## [What you have to do]
Everything from the line containing "dress in the image above." through the last line of the records must be returned verbatim, and nothing outside that range.

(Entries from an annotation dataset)

»»

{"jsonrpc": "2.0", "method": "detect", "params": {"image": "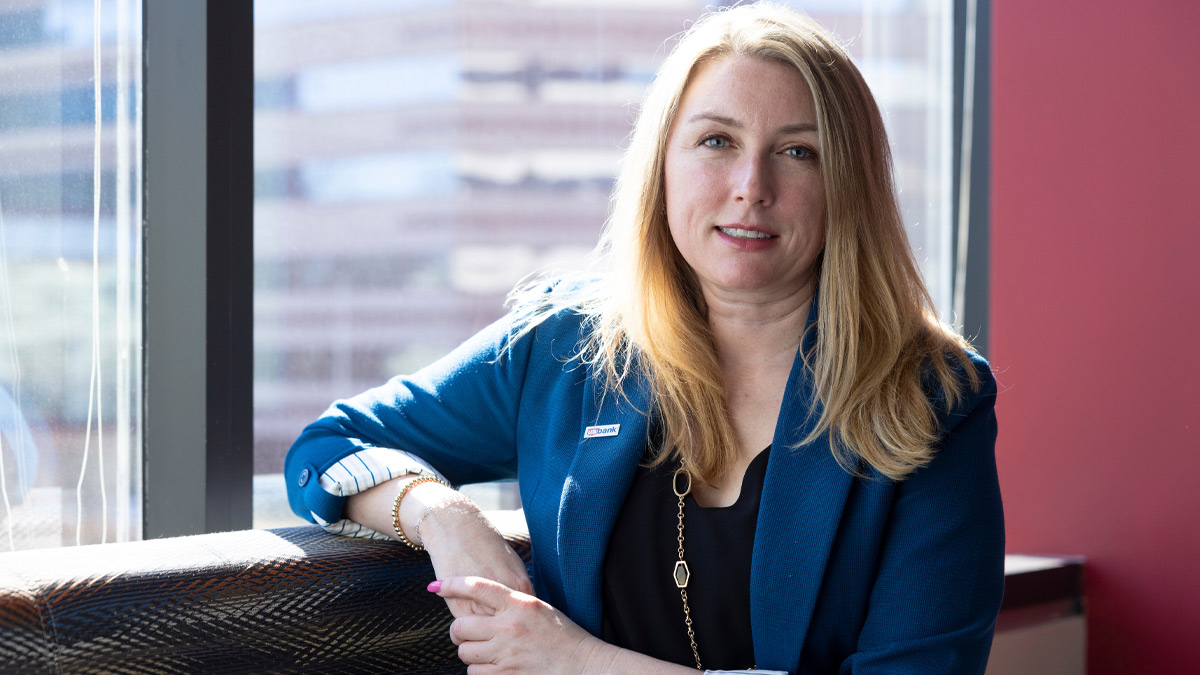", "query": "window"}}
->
[254,0,952,527]
[0,0,142,550]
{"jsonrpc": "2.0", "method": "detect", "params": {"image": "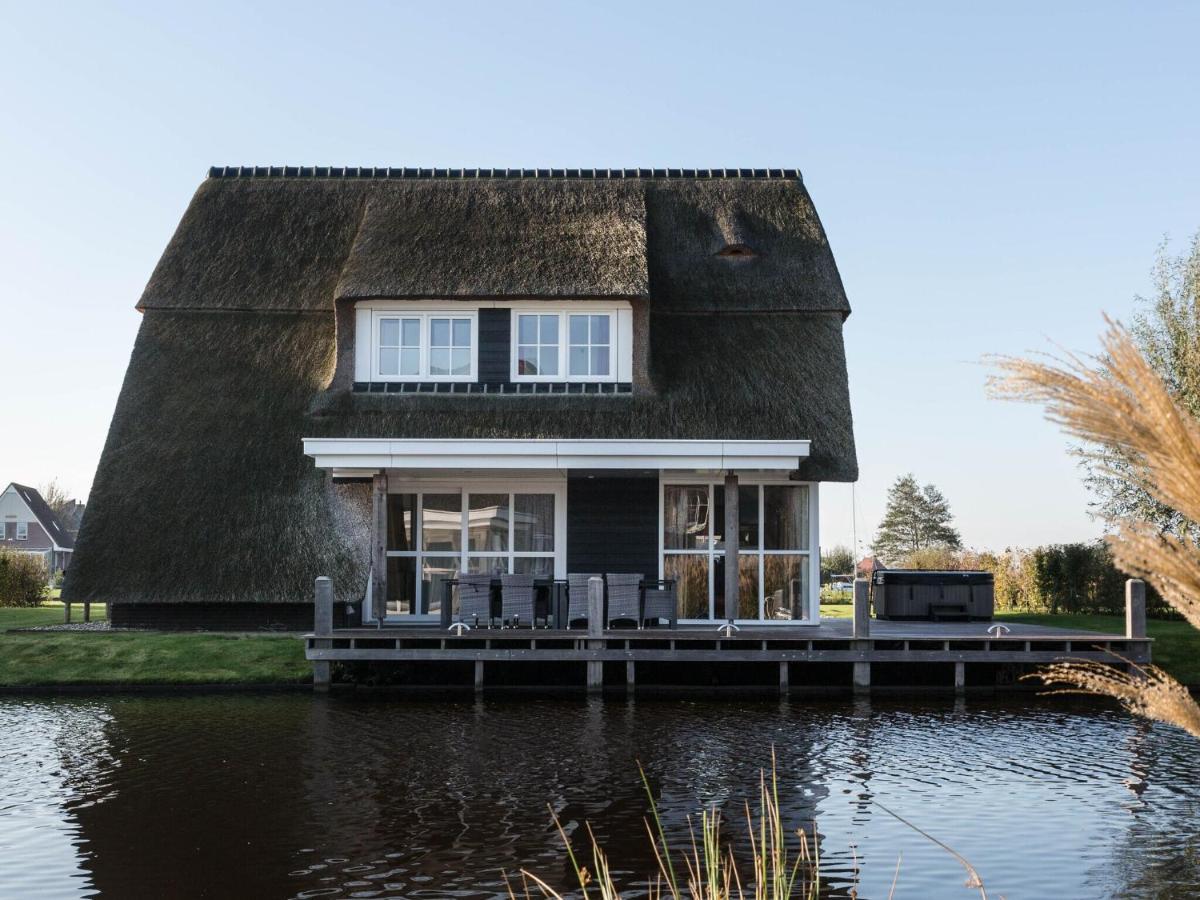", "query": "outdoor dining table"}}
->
[442,575,568,629]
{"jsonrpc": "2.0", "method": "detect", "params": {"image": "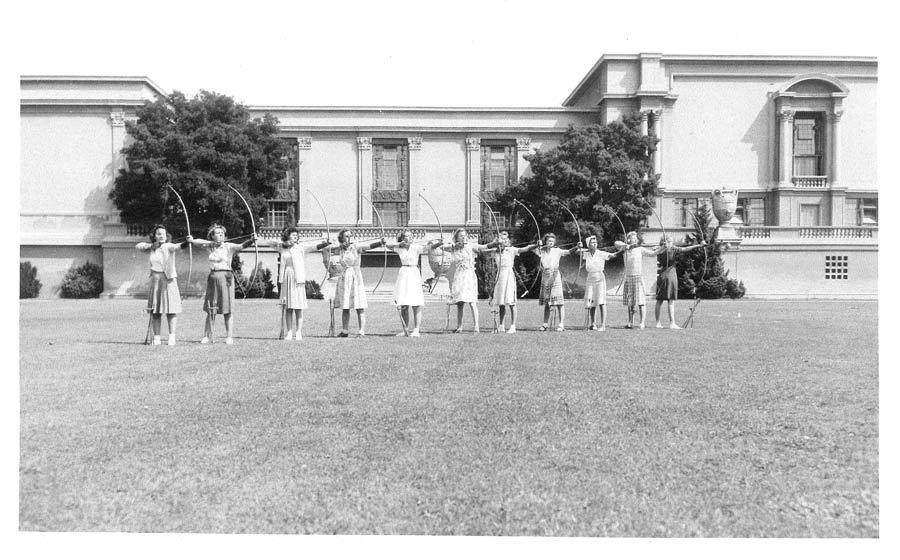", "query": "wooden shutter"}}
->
[481,145,491,192]
[505,146,518,187]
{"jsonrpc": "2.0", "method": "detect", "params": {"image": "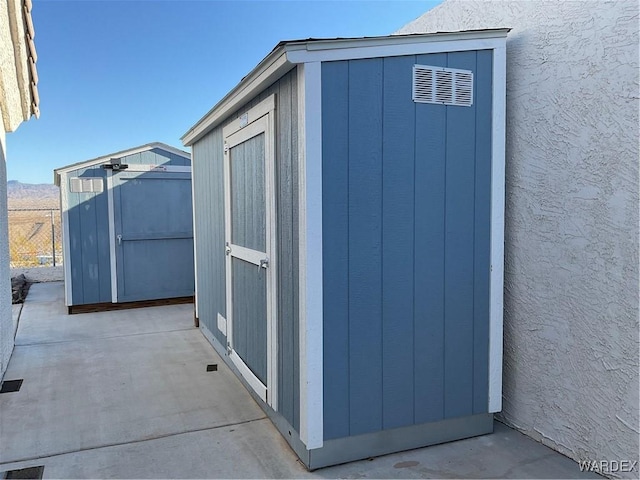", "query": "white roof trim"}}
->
[53,142,191,186]
[181,48,294,147]
[181,28,509,146]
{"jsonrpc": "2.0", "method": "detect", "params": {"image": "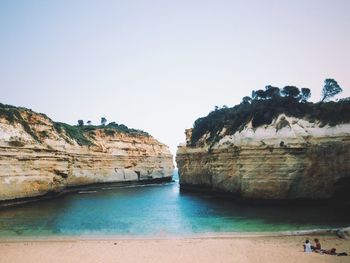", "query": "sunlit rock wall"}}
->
[176,115,350,200]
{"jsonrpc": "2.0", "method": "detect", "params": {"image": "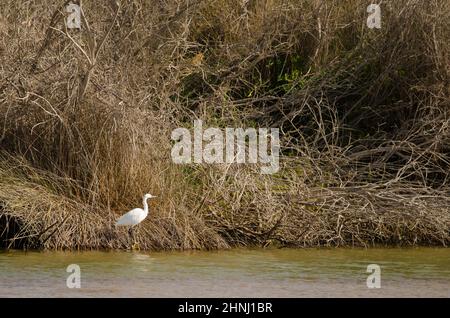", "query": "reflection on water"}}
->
[0,248,450,297]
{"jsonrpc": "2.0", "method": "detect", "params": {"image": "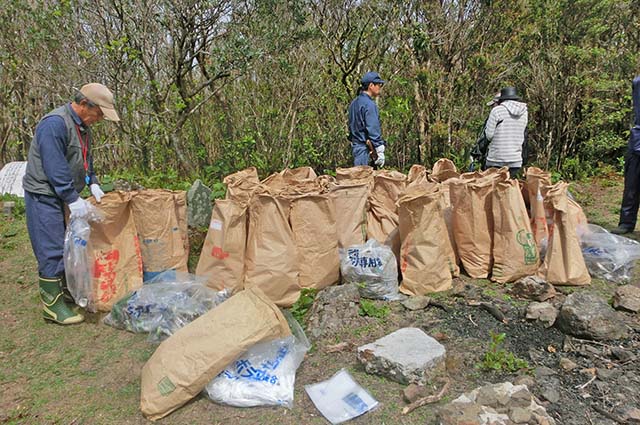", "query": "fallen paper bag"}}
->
[140,288,291,420]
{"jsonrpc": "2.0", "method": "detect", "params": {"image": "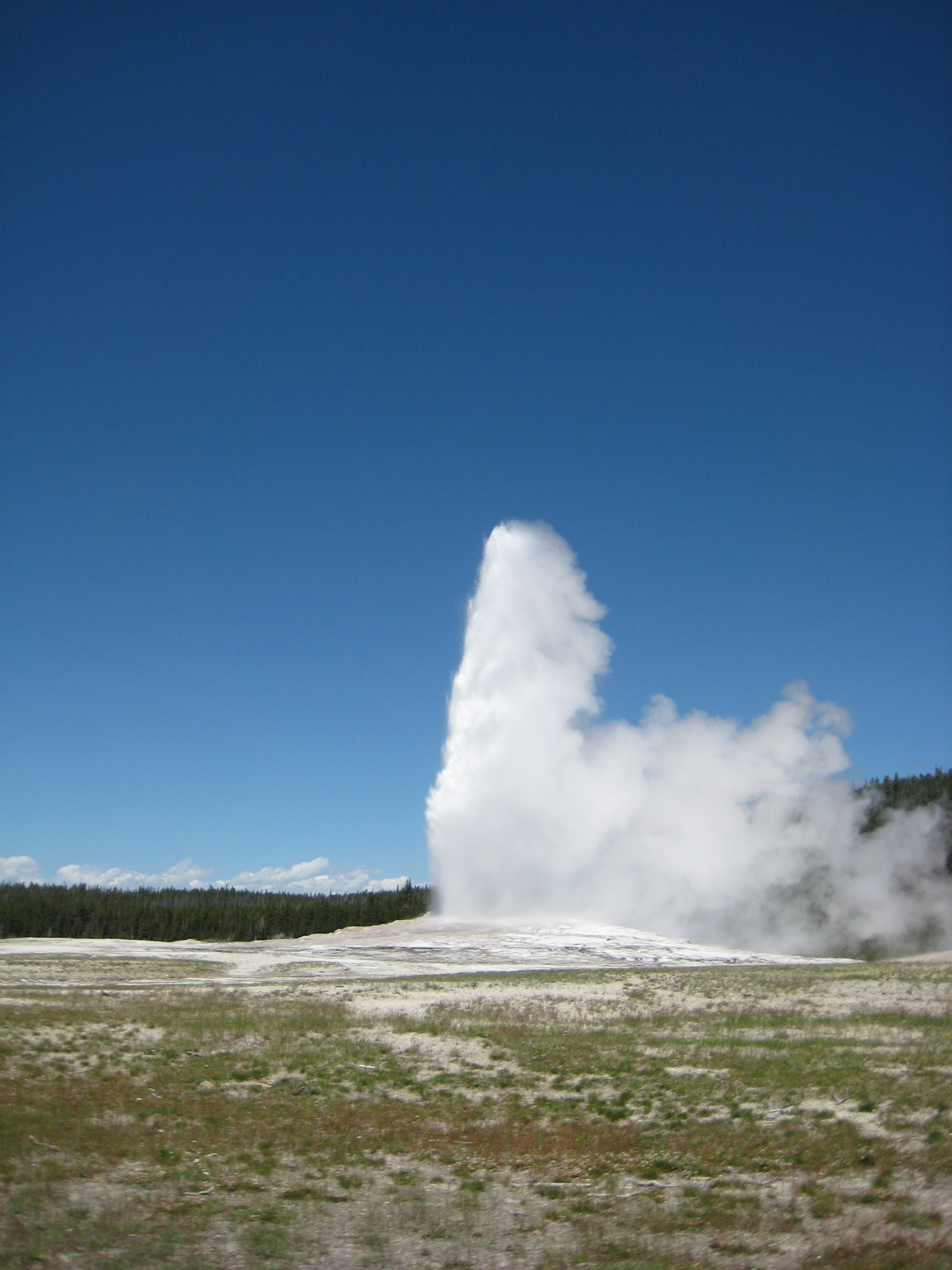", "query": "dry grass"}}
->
[0,959,952,1270]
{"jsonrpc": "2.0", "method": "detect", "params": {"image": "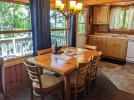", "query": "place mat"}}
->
[55,54,72,60]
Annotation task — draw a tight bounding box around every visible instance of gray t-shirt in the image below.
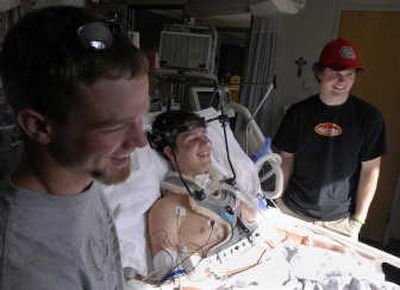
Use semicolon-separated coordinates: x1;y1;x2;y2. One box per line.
0;182;123;290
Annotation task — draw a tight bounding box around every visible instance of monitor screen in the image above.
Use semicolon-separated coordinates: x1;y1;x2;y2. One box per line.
191;87;221;111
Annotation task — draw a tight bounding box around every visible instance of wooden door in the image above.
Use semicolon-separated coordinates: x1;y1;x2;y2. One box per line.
339;11;400;242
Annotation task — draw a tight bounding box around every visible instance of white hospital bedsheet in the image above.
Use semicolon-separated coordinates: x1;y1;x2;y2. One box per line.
105;146;168;275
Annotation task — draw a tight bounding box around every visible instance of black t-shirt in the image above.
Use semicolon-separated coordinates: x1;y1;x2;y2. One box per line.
273;95;386;220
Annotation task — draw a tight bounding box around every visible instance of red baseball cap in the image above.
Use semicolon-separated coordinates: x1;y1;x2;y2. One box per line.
319;38;365;70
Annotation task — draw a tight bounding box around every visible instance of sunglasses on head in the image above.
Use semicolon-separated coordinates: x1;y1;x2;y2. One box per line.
77;21;122;51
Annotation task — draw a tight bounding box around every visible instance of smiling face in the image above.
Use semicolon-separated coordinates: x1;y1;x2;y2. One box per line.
164;128;211;177
318;68;356;105
49;75;149;184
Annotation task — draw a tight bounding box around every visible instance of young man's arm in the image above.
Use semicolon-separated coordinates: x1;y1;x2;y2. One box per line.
280;151;294;194
354;157;381;223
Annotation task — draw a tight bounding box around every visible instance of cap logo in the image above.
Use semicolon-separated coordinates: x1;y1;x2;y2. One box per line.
340;46;356;60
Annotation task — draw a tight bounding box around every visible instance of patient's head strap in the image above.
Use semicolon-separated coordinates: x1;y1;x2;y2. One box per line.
147;110;206;153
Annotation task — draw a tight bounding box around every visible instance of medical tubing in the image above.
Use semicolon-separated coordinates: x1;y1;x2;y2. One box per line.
220;106;236;185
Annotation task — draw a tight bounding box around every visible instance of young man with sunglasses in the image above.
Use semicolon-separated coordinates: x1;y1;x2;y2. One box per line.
273;38;386;239
0;6;149;290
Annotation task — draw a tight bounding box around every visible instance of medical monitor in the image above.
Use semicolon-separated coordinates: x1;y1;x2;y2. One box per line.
190;87;223;111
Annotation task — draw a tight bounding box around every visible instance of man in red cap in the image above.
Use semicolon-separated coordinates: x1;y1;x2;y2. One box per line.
273;38;386;238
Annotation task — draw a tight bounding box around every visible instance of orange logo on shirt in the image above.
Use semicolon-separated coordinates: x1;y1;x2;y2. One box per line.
314;123;342;137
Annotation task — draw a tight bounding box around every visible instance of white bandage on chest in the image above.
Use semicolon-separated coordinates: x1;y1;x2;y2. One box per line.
152;248;179;281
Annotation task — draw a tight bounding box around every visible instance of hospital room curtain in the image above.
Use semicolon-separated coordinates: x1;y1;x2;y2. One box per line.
239;16;278;136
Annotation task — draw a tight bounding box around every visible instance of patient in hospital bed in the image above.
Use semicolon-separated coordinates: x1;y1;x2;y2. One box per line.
107;110;398;289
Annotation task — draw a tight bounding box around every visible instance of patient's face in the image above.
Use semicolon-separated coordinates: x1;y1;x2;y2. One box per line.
175;128;211;176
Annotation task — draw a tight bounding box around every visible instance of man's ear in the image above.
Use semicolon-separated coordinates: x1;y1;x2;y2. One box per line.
17;109;51;145
163;145;175;165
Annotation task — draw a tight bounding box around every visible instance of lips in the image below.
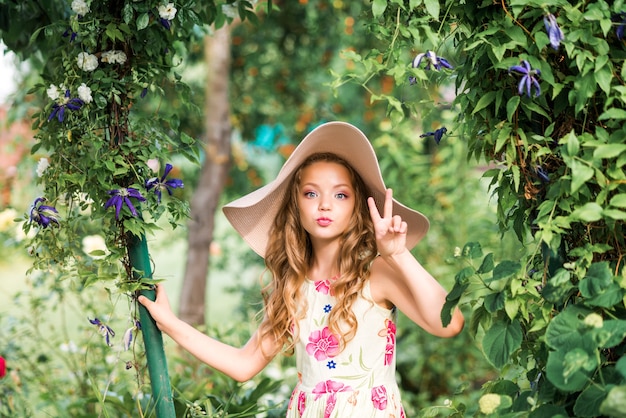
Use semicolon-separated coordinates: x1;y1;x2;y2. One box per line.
317;218;333;226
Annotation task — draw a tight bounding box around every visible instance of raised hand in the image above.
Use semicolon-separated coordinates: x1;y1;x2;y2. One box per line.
137;284;177;333
367;189;408;257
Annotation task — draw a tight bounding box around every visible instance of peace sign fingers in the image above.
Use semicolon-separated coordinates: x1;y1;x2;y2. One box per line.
367;189;408;255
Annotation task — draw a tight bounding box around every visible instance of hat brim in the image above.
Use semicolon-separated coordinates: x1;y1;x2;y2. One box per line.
222;122;429;257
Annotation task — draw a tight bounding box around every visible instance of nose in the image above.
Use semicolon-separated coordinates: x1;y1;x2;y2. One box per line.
319;196;330;210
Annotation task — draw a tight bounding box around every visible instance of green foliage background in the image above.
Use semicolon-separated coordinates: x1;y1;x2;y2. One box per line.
0;0;626;417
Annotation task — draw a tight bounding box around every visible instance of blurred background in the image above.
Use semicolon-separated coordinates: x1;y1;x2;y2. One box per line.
0;1;518;417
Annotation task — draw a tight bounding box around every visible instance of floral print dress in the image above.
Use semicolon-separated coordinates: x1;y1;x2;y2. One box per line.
287;280;405;418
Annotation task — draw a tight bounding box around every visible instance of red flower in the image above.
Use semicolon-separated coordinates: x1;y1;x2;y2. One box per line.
372;385;387;411
306;327;339;361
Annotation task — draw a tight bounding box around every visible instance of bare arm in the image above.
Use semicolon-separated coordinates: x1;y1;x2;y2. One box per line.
138;285;273;382
368;189;465;337
370;250;465;337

««

## [Task answer]
Annotation task — draw a tight bounding box around every visible instance of floral print dress in the image above.
Use semicolon-separated coordinates: x1;y1;x2;y2. One box per line.
287;280;405;418
Annotation task — draw a tight bounding box around every visible instance of red flower in the image above.
Use semicolon-separated coordinates: x1;y1;x2;y2. One box per line.
372;385;387;411
306;327;339;361
Annotation task — draw a tight bounding box around every visible instance of bare arm in the image above.
Use semicolon-separated coordinates: x1;y1;x2;y2. One box per line.
138;285;273;382
368;189;465;337
370;250;465;337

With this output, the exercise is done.